■ Given passage:
┄┄┄┄┄┄┄┄┄┄┄┄┄┄┄┄┄┄┄┄

Hacker News new | comments | show | ask | jobs | submit login
Why JSON will continue to push XML out of the picture (appfog.com)
29 points by lucperkins 1888 days ago | hide | past | web | 45 comments | favorite

I think this article has done a great job enumerating trends that show JSON is beating XML for data serialization applications. I think these points are evidence of a shift in thinking, but not the reason for shift itself.

Why JSON over XML? Because people need data serialization format and XML is a Markup Language. JSON is gaining widespread adoption for data serialization applications since it's the correct tool. XML isn't.

In a markup language there is an underlying text that you're annotating with machine readable tags. Most data interchange doesn't have an underlying text -- you can't strip away the tags and expect it to be understandable. If you're writing a web page, that has to be read by humans and interpreted by machines... you need a markup language.

By contrast, data interchange is about moving arbitrary data structures between processes and/or languages. JSON's information model fits this model perfectly: its nested map/list/scalar is simple & powerful. As for typing, it found a sweet spot with text/numeric/boolean.

JSON is the right tool for the data serialization problem.

This makes sense, but from what I can tell, in virtually no major XML-based systems is the basis for XML files an underlying text extended with markup. Most XML systems, since the dawn of XML, have been top-to-bottom structured data.

You're correct that almost no XML formats, with exception of XHTML, have an underlying text. This is the core problem, since the underlying information model inherited SGML presumes one. XML brings with it significant overhead for dealing with textual data, and most data isn't textual. Why is there an element vs tag debate? Wrong information model -- it's a difference without a distinction when you're doing data serialization. This is why XML was the shoe that never quite fit and why JSON will displace it so easily.

┄┄┄┄┄┄┄┄┄┄┄┄┄┄┄┄┄┄┄┄

■ Source material:
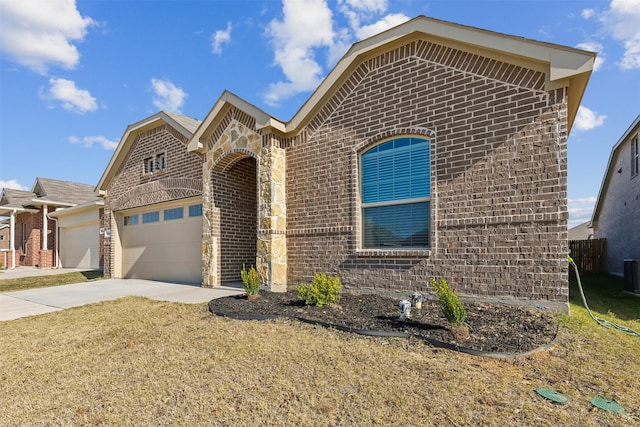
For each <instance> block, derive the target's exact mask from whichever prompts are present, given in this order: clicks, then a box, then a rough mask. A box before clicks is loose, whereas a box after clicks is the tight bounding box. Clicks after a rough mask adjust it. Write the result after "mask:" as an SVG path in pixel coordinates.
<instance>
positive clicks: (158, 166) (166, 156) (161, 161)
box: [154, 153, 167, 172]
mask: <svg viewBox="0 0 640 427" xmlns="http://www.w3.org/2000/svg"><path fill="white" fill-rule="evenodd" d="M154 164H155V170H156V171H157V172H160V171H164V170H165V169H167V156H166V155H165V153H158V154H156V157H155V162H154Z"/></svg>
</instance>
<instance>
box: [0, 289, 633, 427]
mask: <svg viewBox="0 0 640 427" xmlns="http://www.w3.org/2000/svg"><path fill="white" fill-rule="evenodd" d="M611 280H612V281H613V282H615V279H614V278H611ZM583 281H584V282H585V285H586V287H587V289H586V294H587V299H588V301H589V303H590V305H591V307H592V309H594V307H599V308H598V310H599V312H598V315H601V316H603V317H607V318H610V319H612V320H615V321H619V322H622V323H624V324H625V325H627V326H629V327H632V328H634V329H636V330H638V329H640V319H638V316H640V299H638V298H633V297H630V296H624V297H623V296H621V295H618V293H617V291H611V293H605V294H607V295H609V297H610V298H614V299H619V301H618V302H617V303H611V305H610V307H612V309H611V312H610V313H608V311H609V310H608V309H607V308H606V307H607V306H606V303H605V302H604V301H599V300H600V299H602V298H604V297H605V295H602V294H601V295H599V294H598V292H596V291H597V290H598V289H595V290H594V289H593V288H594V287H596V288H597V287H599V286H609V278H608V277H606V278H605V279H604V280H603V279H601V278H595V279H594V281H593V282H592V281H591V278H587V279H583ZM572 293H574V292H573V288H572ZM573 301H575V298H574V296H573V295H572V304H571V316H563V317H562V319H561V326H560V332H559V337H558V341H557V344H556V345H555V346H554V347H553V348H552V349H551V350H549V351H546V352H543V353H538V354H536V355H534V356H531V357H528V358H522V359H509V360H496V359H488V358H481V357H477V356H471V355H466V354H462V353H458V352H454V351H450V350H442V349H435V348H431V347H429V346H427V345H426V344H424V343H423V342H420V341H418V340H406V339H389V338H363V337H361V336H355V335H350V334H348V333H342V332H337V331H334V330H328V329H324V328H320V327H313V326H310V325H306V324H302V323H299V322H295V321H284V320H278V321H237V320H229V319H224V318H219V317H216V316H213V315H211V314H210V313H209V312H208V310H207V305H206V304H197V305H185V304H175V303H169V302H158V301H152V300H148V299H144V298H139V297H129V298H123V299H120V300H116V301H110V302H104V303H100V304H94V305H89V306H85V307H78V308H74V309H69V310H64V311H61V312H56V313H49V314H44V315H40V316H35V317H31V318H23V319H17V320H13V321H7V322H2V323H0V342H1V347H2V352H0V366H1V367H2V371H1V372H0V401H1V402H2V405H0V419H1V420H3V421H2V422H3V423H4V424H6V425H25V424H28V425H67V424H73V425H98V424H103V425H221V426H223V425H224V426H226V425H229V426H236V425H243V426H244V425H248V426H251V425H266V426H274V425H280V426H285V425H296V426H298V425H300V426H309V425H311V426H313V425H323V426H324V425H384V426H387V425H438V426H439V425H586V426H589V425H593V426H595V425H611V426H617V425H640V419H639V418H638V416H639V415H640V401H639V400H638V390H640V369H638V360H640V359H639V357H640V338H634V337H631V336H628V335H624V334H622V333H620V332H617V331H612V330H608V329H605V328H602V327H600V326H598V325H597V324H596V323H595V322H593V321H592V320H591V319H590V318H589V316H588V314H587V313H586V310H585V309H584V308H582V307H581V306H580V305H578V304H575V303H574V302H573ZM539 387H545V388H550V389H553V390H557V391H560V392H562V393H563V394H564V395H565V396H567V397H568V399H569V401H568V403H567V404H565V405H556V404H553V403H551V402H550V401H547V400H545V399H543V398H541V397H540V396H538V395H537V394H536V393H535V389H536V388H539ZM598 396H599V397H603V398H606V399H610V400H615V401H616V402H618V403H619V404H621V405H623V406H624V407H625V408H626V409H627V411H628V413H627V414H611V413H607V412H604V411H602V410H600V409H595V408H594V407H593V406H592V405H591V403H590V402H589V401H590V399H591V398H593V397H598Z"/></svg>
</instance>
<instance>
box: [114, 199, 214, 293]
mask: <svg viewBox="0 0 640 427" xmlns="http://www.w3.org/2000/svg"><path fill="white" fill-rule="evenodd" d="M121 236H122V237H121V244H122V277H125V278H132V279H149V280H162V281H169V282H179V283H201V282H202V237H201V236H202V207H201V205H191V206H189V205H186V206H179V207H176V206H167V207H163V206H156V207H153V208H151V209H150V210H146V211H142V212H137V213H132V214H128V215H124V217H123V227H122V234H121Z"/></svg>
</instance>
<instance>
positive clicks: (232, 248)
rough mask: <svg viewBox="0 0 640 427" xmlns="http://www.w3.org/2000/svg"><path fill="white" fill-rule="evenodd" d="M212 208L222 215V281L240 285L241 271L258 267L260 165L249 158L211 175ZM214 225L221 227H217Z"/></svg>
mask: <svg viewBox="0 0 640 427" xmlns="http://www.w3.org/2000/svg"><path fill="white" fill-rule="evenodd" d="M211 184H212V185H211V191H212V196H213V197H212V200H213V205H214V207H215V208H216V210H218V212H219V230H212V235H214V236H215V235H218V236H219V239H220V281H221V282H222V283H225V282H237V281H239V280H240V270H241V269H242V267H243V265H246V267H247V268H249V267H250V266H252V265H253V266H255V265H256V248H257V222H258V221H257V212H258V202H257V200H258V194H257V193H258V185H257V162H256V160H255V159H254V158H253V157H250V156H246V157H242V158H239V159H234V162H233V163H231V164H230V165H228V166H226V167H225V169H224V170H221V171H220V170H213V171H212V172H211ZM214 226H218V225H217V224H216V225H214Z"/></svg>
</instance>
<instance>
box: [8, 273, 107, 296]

┄┄┄┄┄┄┄┄┄┄┄┄┄┄┄┄┄┄┄┄

■ Task goal: Please repeat the thread's text word for word, from "Hacker News new" to "for shift itself.".

■ Written response:
Hacker News new | comments | show | ask | jobs | submit login
Why JSON will continue to push XML out of the picture (appfog.com)
29 points by lucperkins 1888 days ago | hide | past | web | 45 comments | favorite

I think this article has done a great job enumerating trends that show JSON is beating XML for data serialization applications. I think these points are evidence of a shift in thinking, but not the reason for shift itself.